▶ **Directions**:
From the line containing "the tram side" down to the last line of the records below, give every line again without any change.

▶ **Material to process**:
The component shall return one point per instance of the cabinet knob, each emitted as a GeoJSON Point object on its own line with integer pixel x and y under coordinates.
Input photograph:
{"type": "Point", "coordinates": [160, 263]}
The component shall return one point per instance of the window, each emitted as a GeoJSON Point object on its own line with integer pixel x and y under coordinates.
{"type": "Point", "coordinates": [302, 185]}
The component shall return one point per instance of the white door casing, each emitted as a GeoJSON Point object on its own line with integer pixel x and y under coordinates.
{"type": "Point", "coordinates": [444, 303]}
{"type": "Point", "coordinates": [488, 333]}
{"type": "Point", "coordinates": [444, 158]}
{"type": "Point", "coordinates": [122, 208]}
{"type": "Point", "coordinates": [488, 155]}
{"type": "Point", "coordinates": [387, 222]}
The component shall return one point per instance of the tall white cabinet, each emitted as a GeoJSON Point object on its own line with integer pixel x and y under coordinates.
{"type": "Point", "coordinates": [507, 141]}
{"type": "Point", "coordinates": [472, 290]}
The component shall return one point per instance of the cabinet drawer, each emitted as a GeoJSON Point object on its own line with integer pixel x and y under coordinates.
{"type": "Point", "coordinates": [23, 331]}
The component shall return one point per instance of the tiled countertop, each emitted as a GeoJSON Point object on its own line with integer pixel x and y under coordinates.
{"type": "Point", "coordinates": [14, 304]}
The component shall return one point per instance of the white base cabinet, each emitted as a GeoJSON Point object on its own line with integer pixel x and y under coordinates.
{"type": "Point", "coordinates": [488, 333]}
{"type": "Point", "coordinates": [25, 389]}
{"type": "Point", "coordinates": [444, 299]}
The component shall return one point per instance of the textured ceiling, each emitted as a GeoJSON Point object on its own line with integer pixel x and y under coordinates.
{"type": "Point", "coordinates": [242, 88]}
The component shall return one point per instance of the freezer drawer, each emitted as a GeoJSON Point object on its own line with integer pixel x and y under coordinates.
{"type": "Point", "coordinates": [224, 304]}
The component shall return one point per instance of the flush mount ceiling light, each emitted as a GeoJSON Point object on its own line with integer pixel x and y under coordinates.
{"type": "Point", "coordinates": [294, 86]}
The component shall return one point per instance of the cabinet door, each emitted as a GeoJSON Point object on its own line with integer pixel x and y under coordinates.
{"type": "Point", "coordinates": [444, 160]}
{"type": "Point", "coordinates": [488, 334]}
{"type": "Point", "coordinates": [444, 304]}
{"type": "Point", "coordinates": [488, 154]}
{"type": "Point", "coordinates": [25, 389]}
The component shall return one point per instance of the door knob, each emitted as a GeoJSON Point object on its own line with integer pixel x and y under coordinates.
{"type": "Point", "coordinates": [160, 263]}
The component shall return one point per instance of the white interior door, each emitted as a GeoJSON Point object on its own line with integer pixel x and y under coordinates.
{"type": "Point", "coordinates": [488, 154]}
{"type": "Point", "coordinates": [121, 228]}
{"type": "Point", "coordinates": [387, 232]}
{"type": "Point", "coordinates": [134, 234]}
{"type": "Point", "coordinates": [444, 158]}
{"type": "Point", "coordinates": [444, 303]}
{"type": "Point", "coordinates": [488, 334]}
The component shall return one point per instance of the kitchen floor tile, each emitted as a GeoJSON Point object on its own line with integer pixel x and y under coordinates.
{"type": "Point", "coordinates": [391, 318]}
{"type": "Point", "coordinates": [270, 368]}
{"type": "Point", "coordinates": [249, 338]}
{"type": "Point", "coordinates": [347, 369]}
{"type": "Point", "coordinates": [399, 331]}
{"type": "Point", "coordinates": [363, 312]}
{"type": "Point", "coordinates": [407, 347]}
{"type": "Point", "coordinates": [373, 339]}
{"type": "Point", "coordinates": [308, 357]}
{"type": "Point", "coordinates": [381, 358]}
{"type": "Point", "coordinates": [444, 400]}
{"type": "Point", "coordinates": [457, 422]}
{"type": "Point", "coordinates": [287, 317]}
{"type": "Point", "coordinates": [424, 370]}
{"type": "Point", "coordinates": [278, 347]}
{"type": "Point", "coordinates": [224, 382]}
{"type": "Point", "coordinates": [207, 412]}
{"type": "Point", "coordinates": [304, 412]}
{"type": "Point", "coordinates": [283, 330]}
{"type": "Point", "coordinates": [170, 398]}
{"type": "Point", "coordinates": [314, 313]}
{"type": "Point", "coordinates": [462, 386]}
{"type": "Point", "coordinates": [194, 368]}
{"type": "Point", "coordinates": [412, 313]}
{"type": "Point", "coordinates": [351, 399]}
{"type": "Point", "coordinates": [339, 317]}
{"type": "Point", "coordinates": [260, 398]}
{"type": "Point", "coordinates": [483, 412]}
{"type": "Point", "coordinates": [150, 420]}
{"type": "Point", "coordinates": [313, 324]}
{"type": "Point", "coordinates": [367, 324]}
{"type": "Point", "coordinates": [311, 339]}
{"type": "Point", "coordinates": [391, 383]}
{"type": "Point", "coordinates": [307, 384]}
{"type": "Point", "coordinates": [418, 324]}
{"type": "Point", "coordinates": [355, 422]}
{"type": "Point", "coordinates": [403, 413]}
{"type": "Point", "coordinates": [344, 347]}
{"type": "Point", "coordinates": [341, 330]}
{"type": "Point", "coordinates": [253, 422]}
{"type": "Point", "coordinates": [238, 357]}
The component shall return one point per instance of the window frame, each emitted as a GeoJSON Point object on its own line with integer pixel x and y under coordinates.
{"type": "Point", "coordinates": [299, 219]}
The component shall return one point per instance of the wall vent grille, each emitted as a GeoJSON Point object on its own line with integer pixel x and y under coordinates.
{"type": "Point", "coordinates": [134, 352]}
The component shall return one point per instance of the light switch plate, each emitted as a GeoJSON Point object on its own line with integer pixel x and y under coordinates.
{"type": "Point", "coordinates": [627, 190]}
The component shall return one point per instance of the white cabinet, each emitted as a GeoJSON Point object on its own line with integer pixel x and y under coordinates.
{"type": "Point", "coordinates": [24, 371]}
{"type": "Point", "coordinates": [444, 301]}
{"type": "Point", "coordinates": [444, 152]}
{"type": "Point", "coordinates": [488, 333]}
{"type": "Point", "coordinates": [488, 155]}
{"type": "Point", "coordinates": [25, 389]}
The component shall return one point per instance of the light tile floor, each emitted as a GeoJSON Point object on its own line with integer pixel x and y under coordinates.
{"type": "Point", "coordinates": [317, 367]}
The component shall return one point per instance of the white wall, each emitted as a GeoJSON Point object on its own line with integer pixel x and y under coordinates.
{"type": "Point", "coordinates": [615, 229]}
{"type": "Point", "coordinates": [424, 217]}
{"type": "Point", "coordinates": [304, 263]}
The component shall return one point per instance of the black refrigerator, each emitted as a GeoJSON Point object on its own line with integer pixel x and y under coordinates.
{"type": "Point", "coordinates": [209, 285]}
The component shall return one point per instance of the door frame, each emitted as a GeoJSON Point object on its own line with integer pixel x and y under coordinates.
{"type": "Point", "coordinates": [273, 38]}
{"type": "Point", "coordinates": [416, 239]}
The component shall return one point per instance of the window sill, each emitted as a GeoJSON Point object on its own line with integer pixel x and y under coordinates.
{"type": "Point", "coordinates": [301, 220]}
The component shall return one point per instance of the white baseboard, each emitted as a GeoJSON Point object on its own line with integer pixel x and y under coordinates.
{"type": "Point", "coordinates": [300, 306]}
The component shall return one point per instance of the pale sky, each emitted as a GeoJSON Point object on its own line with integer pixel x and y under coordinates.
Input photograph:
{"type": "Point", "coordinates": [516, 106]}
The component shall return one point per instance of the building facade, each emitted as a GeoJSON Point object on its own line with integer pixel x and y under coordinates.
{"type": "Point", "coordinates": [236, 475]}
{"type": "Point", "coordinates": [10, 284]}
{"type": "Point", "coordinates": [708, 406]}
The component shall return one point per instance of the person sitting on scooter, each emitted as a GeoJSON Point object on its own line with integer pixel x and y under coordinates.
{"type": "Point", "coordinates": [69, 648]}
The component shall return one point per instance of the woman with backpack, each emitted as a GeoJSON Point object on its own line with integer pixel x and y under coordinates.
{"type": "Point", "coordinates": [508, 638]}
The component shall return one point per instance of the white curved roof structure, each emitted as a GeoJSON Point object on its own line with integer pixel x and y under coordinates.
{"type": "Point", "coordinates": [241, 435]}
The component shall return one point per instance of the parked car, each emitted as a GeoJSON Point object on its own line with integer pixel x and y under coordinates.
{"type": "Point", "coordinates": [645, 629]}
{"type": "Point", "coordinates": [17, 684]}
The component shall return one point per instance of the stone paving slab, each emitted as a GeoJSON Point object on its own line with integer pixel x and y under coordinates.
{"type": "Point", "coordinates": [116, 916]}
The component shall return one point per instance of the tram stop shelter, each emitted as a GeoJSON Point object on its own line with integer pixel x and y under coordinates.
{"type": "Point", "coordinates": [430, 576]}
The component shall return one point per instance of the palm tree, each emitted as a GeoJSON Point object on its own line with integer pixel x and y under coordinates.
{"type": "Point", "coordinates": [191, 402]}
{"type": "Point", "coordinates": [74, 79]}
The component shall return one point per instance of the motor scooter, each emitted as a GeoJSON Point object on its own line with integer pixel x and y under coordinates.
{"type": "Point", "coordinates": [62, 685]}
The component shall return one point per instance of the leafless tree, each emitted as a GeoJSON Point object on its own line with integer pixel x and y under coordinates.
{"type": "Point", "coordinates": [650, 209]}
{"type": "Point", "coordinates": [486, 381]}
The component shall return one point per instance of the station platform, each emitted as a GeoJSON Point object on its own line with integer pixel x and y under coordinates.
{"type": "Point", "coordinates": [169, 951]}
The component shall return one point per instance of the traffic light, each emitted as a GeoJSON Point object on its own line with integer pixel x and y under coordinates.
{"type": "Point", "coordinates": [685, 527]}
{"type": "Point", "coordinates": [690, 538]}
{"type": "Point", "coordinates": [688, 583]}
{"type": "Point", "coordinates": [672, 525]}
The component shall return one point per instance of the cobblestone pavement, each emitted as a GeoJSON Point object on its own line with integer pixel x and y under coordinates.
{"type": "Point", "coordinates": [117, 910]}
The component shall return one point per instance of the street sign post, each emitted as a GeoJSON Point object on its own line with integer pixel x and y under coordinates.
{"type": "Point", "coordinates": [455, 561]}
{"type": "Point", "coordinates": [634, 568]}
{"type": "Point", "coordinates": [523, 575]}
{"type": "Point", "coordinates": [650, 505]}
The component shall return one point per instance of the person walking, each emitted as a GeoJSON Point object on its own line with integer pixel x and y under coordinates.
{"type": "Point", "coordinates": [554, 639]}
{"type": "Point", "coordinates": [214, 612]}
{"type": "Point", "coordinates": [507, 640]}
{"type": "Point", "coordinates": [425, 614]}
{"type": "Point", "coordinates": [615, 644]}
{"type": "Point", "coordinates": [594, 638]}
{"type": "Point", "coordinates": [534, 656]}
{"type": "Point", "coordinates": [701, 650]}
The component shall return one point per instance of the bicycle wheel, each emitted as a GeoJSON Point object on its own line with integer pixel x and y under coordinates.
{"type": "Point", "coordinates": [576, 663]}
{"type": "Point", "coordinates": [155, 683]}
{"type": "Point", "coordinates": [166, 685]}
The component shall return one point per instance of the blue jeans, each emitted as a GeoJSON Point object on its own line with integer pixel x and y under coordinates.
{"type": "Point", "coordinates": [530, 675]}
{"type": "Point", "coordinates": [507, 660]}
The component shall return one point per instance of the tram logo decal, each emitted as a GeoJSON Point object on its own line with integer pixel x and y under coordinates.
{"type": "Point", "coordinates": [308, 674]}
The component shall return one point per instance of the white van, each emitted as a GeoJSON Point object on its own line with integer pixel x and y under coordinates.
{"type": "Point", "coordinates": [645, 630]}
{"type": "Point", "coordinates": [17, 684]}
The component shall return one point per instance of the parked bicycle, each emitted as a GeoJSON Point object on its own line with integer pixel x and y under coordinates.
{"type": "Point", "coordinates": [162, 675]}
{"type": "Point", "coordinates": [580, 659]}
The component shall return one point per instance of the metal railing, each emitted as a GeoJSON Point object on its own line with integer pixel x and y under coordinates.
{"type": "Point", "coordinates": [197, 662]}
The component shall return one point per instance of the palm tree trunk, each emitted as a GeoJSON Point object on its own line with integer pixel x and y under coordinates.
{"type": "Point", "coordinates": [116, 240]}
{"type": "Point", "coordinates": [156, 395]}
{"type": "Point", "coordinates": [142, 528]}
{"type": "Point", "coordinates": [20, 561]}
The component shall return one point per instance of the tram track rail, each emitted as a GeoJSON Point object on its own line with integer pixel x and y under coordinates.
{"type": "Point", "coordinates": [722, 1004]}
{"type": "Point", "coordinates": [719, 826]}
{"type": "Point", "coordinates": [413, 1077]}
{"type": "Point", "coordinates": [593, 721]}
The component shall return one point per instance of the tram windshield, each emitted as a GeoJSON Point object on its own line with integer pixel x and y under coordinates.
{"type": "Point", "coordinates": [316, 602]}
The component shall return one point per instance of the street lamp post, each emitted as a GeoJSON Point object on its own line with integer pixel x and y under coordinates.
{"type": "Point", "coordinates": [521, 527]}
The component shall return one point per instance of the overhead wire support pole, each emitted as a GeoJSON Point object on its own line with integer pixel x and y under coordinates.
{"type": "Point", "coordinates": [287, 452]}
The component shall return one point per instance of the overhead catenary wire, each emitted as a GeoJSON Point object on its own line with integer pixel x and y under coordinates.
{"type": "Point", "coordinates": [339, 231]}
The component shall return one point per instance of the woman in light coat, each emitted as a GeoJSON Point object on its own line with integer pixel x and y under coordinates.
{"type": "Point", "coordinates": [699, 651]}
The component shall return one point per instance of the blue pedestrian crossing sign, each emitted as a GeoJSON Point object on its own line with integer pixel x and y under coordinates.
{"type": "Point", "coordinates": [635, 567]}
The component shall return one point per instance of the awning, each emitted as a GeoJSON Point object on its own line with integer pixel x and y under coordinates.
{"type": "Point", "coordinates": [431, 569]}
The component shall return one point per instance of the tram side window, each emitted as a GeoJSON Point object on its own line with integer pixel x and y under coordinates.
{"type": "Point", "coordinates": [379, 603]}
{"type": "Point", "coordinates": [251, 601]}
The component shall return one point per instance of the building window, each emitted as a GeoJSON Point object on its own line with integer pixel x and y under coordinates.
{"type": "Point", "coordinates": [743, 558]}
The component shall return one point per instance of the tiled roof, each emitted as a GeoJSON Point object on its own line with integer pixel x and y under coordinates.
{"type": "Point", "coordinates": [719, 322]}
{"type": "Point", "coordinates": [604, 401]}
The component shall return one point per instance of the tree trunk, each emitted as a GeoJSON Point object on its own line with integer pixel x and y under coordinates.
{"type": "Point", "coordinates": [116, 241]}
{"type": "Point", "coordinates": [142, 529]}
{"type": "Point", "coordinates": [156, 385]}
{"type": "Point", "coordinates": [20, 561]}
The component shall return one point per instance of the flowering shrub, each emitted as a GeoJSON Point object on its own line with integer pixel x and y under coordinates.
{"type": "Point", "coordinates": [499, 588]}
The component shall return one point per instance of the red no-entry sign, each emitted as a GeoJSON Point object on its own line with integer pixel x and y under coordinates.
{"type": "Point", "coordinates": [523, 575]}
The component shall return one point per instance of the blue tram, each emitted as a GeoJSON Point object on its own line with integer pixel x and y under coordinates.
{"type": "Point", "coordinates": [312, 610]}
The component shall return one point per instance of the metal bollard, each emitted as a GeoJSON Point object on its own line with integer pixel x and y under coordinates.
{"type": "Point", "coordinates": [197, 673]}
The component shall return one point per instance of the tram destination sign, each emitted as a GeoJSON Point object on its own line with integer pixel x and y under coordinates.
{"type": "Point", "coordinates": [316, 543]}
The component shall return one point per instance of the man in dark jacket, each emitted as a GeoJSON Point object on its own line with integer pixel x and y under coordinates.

▶ **Result of this exercise**:
The component shall return one point per instance of the tram side window, each emitted as a GeoJSON Point object on its own line with integer pixel x and y under coordinates.
{"type": "Point", "coordinates": [379, 603]}
{"type": "Point", "coordinates": [251, 601]}
The component shall return one point per instance of the building window, each emitted as a GeoJSON Point object on its own line with integer pixel x and y under coordinates.
{"type": "Point", "coordinates": [743, 558]}
The component shall return one point per instance of the tiled roof, each emitted as a GeoJSON Point object on its own line with integer pixel x and y under coordinates.
{"type": "Point", "coordinates": [719, 322]}
{"type": "Point", "coordinates": [604, 401]}
The component shall return one point per instance of the tree trunk, each emitted as a GeoJSON Point object on its own line with integer pixel x and y under coordinates.
{"type": "Point", "coordinates": [116, 241]}
{"type": "Point", "coordinates": [142, 529]}
{"type": "Point", "coordinates": [156, 385]}
{"type": "Point", "coordinates": [20, 561]}
The component shall return one point per instance of the flowering shrub, each emitted as a GeoJSON Point object on its own line with integer pixel x and y under coordinates.
{"type": "Point", "coordinates": [499, 588]}
The component shall return one point per instance of the red no-entry sign, each emitted as a GeoJSON Point object on its own line with integer pixel x and y under coordinates.
{"type": "Point", "coordinates": [523, 575]}
The component shall return one point per instance of the blue tram, each emitted as a GeoJSON Point object on its own line with integer pixel x and y under coordinates.
{"type": "Point", "coordinates": [312, 610]}
The component shall return one point per instance of the metal bollard, each emitted as a GeoJSON Point object on its own line with integer pixel x and y under coordinates.
{"type": "Point", "coordinates": [197, 673]}
The component shall return one point per instance of the tram destination sign, each emitted as a GeoJSON Point object on its own line with integer pixel x and y under coordinates.
{"type": "Point", "coordinates": [316, 543]}
The component shall return one point per instance of the man in dark jacket, each emitted as a GeoJSON Point object on its own line with integer pixel x and y under coordinates.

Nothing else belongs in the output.